▶ Questions:
- 1) In the stroke clot-extraction article, what percentage of patients who underwent clot extraction were functionally independent, compared with those given conventional medical therapy?
- 2) In the stroke clot-extraction article, rewrite the paragraph beginning "The Albers study, known as DEFUSE 3" as a short bulleted list that keeps its main facts.
- 3) Decide whether each statement agrees with the stroke clot-extraction article. Answer yes or no, and quote the article's deciding words.
(a) The study was stopped early because clot extraction had such a strong effect.
(b) Serious side effects were significantly more frequent with thrombectomy than with standard care.
(c) The Heart Association's current guidelines recommend treatment within 24 hours of symptom onset.

▶ Passage for review:
⁂

Study confirms late clot extraction can save brain cells of stroke victims

Study confirms late clot extraction can save brain cells of stroke victims

Removing stroke victims' brain clots up to 16 hours after the incident has been shown to increase chances of the victim's survival.

brain-cell-stroke-victims
WASHINGTON: Early treatment is always best for strokes, but a new study adds to the evidence that removing a major brain clot up to 16 hours after the patient was last known to be healthy can still dramatically reduce death and disability.

Patients in the trial had a small area of dead brain tissue and a larger area weakened by lack of blood due to a clot in one of the large arteries feeding the brain.

Researchers called an early halt to the study because the impact of extracting the clot was so dramatic: 45% of patients who underwent the procedure were functionally independent versus 17% of those who received conventional medical therapy.

In addition, the number of stroke patients normally destined for a nursing home was almost cut in half.

“That’s unprecedented,” chief author Dr Gregory Albers, director of the Stanford Stroke Center in Palo Alto, California, told Reuters Health by phone.

The results were released at the American Heart Association International Stroke Conference in Los Angeles and online by The New England Journal of Medicine.

They follow an earlier study, released in November, showing comparable benefits when clot removal was performed within six to 24 hours after stroke symptoms began.

The new findings are expected to change the Heart Association’s guidelines, which now recommend that treatment be given within six hours of symptom onset.

“It’s true that maybe in 50% of the population, a stroke grows very quickly. But there’s a substantial population where the stroke doesn’t grow for many hours” after symptoms appear, said Dr Albers.

In the latter group, the area affected by the stroke “is very small for 12, 14, 16 hours before it takes off,” he said. “It gives us a tremendous opportunity for people who wake up with their stroke, or who have a stroke far away from a major medical institution, to still give them a shot at a functional outcome.”

“There’s no hint that our benefit was waning at all toward the end of the window,” said Dr Albers. “It would be surprising if the guidelines do not go out to 24 hours.”

The Albers study, known as DEFUSE 3, didn’t just find that delayed clot removal, known as thrombectomy, improved the odds of functional independence. The benefits were also reflected in the 90-day mortality rates of 14% among the 92 patients in the clot-extraction group compared to 26% in the 90-member control group.

Rates of serious side effects did not differ significantly between the two groups – 43% with thrombectomy and 53% with standard care. Symptomatic intra-brain bleeding rates were also similar, at 7% with thrombectomy and 4% without it.

“The results were better than we’d hoped for,” said Dr Albers.

The earlier study, known as DAWN, found that clot extraction can help patients if it’s done six to 24 hours after symptoms develop. At 90 days, 49% of the 107 patients who received a thrombectomy along with standard care were functionally independent versus 13% of the 99 who received standard care alone.

⁂

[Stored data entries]
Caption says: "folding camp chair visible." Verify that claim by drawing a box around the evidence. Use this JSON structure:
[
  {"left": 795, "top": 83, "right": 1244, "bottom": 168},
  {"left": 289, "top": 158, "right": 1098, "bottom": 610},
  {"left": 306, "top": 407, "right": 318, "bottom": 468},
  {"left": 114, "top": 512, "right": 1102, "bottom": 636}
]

⁂

▶ Responses to the exercise:
- 1) 45% of clot-extraction patients versus 17% of those who received conventional medical therapy.

- 2)
- The Albers study is called DEFUSE 3.
- Delayed clot removal (thrombectomy) improved the odds of functional independence.
- 90-day mortality was 14% among the 92 patients in the clot-extraction group.
- 90-day mortality was 26% in the 90-member control group.

- 3)
(a) Yes: "Researchers called an early halt to the study because the impact of extracting the clot was so dramatic"
(b) No: "Rates of serious side effects did not differ significantly between the two groups – 43% with thrombectomy and 53% with standard care."
(c) No: "which now recommend that treatment be given within six hours of symptom onset"